[Given request] List the complex faculties that, according to the talk description below, problem-solving involves.

[Text]
/---
Understanding Children's Problem-Solving Processes through Child-Robot Interaction Activities 

Problem-solving is a fundamental cognitive process, that appears in the early stages of human development and is a prerequisite for human progress. However, this process involves complex faculties such as exploration, creativity, and curiosity, which are challenging to model, especially in young children. Understanding children’s problem-solving becomes even more challenging when it unfolds in collaborative settings consisting of humans or within hybrid teams where children interact with Artificial Intelligence systems, including social robots. Vicky Charisi will discuss recent and ongoing research that uses social robots and AI systems to study children’s problem-solving in structured experimental settings and unstructured play environments. She will tackle aspects such as the extraction of implicit knowledge and the identification of the Aha! moment in problem-solving. Her talk will conclude with design recommendations for AI systems to support children’s problem-solving, such as the importance of voluntary interaction, and a reference to the emerging opportunities and risks based on the recent policy guidance on AI and children’s rights published by UNICEF.
\---
[Data block]
/---
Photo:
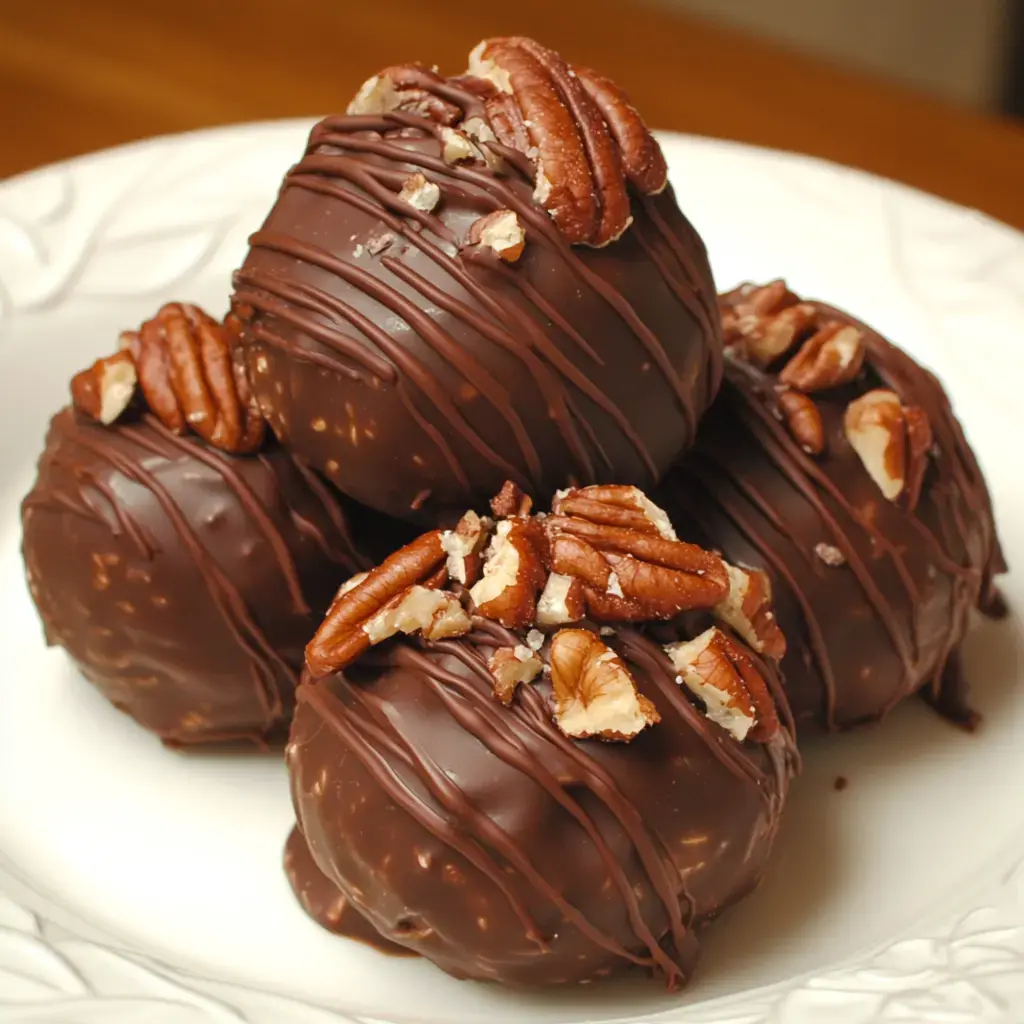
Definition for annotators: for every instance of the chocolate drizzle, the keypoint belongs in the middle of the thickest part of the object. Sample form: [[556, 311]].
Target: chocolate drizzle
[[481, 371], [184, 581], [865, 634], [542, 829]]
\---
[Right answer] exploration, creativity, curiosity